Work required: Using the records below, output the stretch that opens with the line containing "target | dark blue ocean water" and closes with the line containing "target | view of bare tree through window", exactly and including both lines, with nothing more.

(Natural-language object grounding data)
________________________
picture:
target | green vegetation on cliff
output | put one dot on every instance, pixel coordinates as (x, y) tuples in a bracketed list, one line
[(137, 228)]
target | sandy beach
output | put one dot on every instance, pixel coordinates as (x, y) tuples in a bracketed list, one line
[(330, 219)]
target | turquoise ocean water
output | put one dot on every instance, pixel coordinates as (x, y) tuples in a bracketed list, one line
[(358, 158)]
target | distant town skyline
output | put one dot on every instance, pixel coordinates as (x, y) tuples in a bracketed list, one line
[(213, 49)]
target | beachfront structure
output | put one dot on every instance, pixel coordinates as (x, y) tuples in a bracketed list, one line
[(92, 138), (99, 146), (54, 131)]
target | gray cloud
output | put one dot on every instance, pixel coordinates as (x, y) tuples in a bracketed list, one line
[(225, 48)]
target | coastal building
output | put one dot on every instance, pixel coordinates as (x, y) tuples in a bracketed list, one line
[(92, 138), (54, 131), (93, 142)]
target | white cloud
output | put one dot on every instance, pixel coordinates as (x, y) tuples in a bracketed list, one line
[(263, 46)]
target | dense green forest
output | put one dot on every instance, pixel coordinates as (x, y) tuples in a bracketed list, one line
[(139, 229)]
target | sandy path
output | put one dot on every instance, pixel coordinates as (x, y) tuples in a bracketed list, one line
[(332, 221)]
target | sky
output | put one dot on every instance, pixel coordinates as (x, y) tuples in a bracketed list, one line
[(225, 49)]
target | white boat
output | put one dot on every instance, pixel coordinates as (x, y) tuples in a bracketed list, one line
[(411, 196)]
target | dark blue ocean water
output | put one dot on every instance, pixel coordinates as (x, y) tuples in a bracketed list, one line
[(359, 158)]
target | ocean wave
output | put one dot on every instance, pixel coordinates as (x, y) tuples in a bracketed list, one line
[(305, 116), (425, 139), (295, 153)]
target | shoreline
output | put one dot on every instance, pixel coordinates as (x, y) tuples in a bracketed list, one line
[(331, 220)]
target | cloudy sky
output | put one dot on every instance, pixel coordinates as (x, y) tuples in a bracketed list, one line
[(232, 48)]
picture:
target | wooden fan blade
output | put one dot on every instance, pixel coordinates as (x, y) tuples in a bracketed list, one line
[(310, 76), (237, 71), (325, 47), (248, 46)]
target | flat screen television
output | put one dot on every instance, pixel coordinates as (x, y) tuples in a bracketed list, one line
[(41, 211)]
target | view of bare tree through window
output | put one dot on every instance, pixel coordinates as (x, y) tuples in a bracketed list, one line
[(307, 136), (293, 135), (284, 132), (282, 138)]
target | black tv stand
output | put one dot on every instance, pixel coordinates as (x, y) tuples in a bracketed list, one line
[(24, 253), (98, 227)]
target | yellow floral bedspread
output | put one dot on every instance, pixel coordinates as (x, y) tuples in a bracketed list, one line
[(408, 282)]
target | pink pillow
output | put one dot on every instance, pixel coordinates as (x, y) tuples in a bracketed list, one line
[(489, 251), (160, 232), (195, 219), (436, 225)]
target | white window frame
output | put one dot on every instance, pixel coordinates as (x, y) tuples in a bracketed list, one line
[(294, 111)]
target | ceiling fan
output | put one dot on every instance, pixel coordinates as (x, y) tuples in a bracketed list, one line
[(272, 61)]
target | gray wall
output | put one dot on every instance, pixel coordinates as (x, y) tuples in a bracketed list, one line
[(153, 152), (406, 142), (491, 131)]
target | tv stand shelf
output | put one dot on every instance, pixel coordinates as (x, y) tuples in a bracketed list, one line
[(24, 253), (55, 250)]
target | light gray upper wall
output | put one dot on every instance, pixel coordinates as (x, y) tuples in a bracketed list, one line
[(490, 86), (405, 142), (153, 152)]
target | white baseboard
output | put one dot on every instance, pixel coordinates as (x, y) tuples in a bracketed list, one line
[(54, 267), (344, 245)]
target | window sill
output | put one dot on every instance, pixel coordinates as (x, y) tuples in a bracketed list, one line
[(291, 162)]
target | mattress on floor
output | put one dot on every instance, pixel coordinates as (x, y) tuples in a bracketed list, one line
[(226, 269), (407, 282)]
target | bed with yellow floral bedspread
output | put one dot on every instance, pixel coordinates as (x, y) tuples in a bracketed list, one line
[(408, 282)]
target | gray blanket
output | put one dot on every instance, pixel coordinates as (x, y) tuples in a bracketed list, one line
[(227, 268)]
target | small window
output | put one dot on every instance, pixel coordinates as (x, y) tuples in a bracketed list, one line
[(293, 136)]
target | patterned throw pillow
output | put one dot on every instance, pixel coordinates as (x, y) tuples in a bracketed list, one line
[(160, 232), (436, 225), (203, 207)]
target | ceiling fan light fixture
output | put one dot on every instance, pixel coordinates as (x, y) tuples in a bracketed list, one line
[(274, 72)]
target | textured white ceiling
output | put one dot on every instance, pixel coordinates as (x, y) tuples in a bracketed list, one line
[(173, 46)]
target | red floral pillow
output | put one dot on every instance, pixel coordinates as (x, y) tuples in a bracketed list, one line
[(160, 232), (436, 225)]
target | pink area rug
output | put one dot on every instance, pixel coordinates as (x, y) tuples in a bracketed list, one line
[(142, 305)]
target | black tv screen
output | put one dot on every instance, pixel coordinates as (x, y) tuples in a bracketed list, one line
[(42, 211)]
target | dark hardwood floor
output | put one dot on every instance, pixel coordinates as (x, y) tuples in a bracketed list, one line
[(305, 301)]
________________________
Response to the exercise:
target | dark blue ocean water
output | put one dot on every instance, pixel coordinates as (x, y) tuples in a bracketed list, one line
[(359, 158)]
target | ocean wave
output | put one dot on every instance, pixel coordinates as (x, y) tuples in a bracketed list, one line
[(305, 116), (425, 139), (295, 153)]
target | shoreline
output | put one dot on every instance, pixel coordinates as (x, y) tuples in a bracketed list, one line
[(331, 220)]
target | cloudy sky
output | put one dot on every instance, pixel coordinates as (x, y) tuples in a bracketed list, one line
[(232, 48)]
picture:
target | wooden fan blade
output | put one dot on every instance, pixel coordinates as (x, y) tuples in a bracketed list, one line
[(310, 76), (237, 71), (325, 47), (248, 46)]
target | flat screen television
output | put one dot on every instance, pixel coordinates as (x, y) tuples in a bracketed list, one line
[(41, 211)]
target | view of bare tree through window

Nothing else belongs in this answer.